→ **What to work on**: Reproduce the material below verbatim, line for line, keeping every character and space unchanged.

→ **Dataset entries**:
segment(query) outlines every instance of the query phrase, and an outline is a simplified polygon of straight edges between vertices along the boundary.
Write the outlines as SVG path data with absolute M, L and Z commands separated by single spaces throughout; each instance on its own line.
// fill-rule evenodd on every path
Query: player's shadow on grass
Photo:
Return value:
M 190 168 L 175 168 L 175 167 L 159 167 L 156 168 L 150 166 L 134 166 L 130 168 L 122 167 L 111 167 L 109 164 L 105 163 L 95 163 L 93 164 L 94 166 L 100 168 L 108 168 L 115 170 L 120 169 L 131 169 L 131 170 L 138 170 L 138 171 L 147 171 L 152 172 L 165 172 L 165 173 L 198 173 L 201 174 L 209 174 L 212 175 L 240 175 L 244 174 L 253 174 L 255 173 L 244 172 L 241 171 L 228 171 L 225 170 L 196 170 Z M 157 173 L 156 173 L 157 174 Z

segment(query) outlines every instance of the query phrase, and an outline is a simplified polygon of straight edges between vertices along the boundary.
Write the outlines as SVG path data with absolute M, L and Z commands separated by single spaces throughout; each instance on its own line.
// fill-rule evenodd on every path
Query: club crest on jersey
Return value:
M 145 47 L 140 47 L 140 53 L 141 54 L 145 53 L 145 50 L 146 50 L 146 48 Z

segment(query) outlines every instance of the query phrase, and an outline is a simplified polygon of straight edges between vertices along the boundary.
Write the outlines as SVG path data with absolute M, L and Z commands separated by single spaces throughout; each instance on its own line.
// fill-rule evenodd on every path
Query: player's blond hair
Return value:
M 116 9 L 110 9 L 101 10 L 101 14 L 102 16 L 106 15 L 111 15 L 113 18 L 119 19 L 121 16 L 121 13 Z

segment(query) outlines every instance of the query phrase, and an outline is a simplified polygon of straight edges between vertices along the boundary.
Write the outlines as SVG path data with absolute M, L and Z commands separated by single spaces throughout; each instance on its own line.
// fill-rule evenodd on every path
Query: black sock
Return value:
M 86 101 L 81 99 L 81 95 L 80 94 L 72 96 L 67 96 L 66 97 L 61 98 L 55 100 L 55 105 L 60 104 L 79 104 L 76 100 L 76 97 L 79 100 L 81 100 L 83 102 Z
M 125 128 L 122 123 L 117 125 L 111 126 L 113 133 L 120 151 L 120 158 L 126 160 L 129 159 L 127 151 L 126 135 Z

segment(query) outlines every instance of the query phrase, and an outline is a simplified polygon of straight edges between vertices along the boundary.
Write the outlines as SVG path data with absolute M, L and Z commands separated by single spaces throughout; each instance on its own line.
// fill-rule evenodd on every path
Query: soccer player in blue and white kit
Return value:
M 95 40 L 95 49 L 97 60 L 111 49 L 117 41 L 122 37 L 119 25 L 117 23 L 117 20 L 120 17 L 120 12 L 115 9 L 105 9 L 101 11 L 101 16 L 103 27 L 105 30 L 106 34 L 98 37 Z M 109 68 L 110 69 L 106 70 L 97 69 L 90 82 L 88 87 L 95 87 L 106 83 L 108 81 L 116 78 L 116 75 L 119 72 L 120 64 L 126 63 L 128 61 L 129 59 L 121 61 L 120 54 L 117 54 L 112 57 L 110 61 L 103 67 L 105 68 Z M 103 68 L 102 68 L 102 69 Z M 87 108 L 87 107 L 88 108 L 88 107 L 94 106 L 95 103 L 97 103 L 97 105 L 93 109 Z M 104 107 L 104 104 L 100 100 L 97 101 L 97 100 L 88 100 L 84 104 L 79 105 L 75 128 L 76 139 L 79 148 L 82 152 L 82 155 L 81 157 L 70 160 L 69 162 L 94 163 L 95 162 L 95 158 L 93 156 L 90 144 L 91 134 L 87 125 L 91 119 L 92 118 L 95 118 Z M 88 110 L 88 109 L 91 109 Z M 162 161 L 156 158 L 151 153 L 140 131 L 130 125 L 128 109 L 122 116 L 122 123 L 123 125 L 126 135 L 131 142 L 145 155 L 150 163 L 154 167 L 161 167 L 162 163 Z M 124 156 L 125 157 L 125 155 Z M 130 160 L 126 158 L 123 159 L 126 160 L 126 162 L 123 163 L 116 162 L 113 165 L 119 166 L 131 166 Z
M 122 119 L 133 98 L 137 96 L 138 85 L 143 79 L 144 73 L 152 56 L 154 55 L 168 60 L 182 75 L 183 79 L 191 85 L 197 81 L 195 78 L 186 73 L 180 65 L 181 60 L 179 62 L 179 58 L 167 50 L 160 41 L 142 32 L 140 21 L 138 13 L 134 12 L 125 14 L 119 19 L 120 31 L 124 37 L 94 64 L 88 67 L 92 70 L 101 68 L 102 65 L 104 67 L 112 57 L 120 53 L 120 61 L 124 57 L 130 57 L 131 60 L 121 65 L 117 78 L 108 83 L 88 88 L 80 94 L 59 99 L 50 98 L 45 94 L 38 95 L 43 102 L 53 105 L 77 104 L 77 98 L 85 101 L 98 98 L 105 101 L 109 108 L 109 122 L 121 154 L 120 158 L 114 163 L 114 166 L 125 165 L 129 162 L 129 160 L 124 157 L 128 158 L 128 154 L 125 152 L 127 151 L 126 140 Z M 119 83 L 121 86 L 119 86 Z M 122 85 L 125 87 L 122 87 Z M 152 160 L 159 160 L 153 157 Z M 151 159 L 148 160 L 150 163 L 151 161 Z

→ **Task solution**:
segment(query) outlines every instance of the query phrase, and an outline is a simplified polygon of straight edges between vertices along the boundary.
Write the outlines as SVG path data with absolute M, L and Z commands separated by single spaces throughout; each instance on its own line.
// fill-rule evenodd on every path
Query: player's shadow on grass
Photo:
Return value:
M 190 168 L 175 168 L 175 167 L 159 167 L 156 168 L 150 166 L 134 166 L 130 168 L 122 167 L 111 167 L 109 164 L 105 163 L 95 163 L 93 164 L 94 166 L 100 168 L 108 168 L 115 170 L 120 169 L 131 169 L 131 170 L 138 170 L 138 171 L 147 171 L 152 172 L 165 172 L 165 173 L 198 173 L 201 174 L 209 174 L 212 175 L 240 175 L 244 174 L 253 174 L 255 173 L 244 172 L 241 171 L 228 171 L 225 170 L 196 170 Z M 157 173 L 156 173 L 157 174 Z

segment(query) outlines every instance of the query phrase, and an outline is a simplified polygon of straight edges between vertices along the boundary.
Write the outlines as SVG path data with absolute M, L and Z commands separated by single spaces throughout; each instance on its own line.
// fill-rule evenodd on every path
Query: club crest on jersey
Return value:
M 145 47 L 140 47 L 140 53 L 141 54 L 145 53 L 145 50 L 146 50 L 146 48 Z

segment(query) outlines every instance of the query phrase, and an outline is a simplified polygon of straight edges between vertices along the boundary.
Write the outlines as SVG path data with absolute M, L and Z commands separated by single spaces throughout; each instance on its own line.
// fill-rule evenodd on every path
Query: player's blond hair
Return value:
M 116 9 L 110 9 L 101 10 L 101 14 L 102 16 L 106 15 L 111 15 L 113 18 L 119 19 L 121 16 L 121 13 Z

segment(query) outlines every instance of the query phrase, and an outline is a simplified polygon of straight edges between vertices along the boundary.
Write the outlines as SVG path data with absolute M, L and Z commands separated by single spaces throughout; each instance on its own line.
// fill-rule evenodd on every path
Query: black sock
Return value:
M 86 101 L 81 99 L 81 95 L 80 94 L 72 96 L 67 96 L 66 97 L 61 98 L 55 100 L 55 105 L 60 104 L 79 104 L 76 100 L 76 97 L 79 100 L 81 100 L 83 102 Z
M 125 128 L 122 123 L 117 125 L 111 126 L 113 133 L 120 151 L 120 158 L 126 160 L 129 159 L 127 151 L 126 135 Z

segment(query) outlines every instance of the query phrase, and an outline is a simplified polygon of straight edges between vertices along the boundary.
Write the outlines as SVG path data with absolute M, L and Z commands separated by single spaces throughout; each instance on its own line.
// fill-rule evenodd on every path
Query: soccer player in blue and white kit
Return value:
M 95 40 L 95 49 L 97 60 L 111 49 L 117 41 L 122 37 L 119 25 L 117 23 L 117 20 L 120 17 L 120 12 L 115 9 L 105 9 L 101 11 L 101 16 L 103 27 L 105 30 L 106 34 L 98 37 Z M 109 68 L 110 69 L 106 70 L 97 69 L 90 82 L 88 87 L 95 87 L 106 83 L 108 81 L 116 78 L 116 75 L 119 72 L 120 64 L 126 63 L 128 61 L 129 59 L 121 61 L 120 54 L 117 54 L 112 57 L 110 61 L 103 67 L 105 68 Z M 103 68 L 102 68 L 102 69 Z M 87 108 L 87 107 L 88 108 L 88 107 L 94 106 L 95 103 L 97 103 L 97 105 L 93 109 Z M 104 107 L 104 104 L 100 100 L 97 101 L 97 100 L 88 100 L 84 104 L 79 105 L 75 128 L 76 139 L 79 148 L 82 152 L 82 155 L 81 157 L 70 160 L 69 162 L 94 163 L 95 162 L 95 158 L 93 156 L 90 144 L 91 134 L 87 125 L 91 119 L 92 118 L 95 118 Z M 88 110 L 88 109 L 91 109 Z M 162 161 L 156 158 L 151 153 L 140 131 L 130 125 L 128 109 L 122 116 L 122 123 L 123 125 L 126 135 L 131 142 L 145 155 L 150 163 L 154 167 L 161 167 L 162 163 Z M 124 156 L 125 157 L 125 155 Z M 130 160 L 126 158 L 123 159 L 126 160 L 126 162 L 123 163 L 116 162 L 113 165 L 119 166 L 131 166 Z
M 122 119 L 133 98 L 137 96 L 138 85 L 143 79 L 144 73 L 152 56 L 154 55 L 168 60 L 182 75 L 183 79 L 191 85 L 197 81 L 195 78 L 186 73 L 180 65 L 181 60 L 179 62 L 179 58 L 167 50 L 160 41 L 142 32 L 140 21 L 138 13 L 134 12 L 125 14 L 119 19 L 120 31 L 124 37 L 94 64 L 88 67 L 92 70 L 101 68 L 102 65 L 104 67 L 112 57 L 120 53 L 120 61 L 124 57 L 130 57 L 131 60 L 121 65 L 117 78 L 108 83 L 88 88 L 80 94 L 59 99 L 50 98 L 45 94 L 38 95 L 43 102 L 53 105 L 77 104 L 77 98 L 85 101 L 98 98 L 105 101 L 109 108 L 109 122 L 121 154 L 120 158 L 114 163 L 114 166 L 125 165 L 129 162 L 129 160 L 124 157 L 128 158 L 128 154 L 125 152 L 127 151 L 126 140 Z M 119 83 L 121 86 L 119 86 Z M 122 85 L 125 87 L 122 87 Z M 152 160 L 159 160 L 153 157 Z M 151 159 L 148 160 L 150 163 L 151 161 Z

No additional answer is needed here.